### Excerpts from pointing data
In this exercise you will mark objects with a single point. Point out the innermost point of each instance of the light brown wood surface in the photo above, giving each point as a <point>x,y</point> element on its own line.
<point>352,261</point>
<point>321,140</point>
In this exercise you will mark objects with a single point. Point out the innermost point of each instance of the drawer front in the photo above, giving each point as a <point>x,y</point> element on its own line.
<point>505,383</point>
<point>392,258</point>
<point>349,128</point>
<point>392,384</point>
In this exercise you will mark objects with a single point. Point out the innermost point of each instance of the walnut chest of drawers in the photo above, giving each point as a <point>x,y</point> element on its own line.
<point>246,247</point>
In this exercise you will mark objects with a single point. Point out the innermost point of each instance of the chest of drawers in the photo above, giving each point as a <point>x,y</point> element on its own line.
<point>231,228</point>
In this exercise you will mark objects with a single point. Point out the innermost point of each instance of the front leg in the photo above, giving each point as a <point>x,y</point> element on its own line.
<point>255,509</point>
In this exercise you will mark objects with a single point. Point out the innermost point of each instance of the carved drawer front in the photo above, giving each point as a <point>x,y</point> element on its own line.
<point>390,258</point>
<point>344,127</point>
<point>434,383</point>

### Task brief
Repeat the listing above line by line, with every character unchanged.

### Problem solution
In this exercise you will mark objects with a single point. Point out the innermost point of each instance of the light brown wood surface in the photo above, giving each point as a <point>x,y</point> element on its own line.
<point>352,261</point>
<point>321,140</point>
In this exercise you will mark objects with a single point. Point out the innermost point of each instance of the drawer front in the photo above, giving each point as a <point>x,y</point> element on its own line.
<point>505,383</point>
<point>392,258</point>
<point>349,128</point>
<point>392,384</point>
In this exercise you will mark objects with a single point. Point out the innermost point of each instance of the walnut chest of drawers in the photo above, giving each point as a <point>x,y</point> element on its own line.
<point>246,247</point>
In this exercise you will mark objects with a single point. Point out the innermost point of each instance of the chest of drawers in the photo above, giving each point as a <point>x,y</point> element on its own line.
<point>231,228</point>
In this exercise you will mark objects with a single point. Point out the innermost point of each instance of the front leg in the photo above, giving each point as a <point>x,y</point> element on its own line.
<point>255,509</point>
In this exercise you will mark objects with a single point. Point out the innermost point of each instance of the carved drawer front in the photo above, giving each point as a <point>x,y</point> element on its own line.
<point>390,258</point>
<point>344,127</point>
<point>434,383</point>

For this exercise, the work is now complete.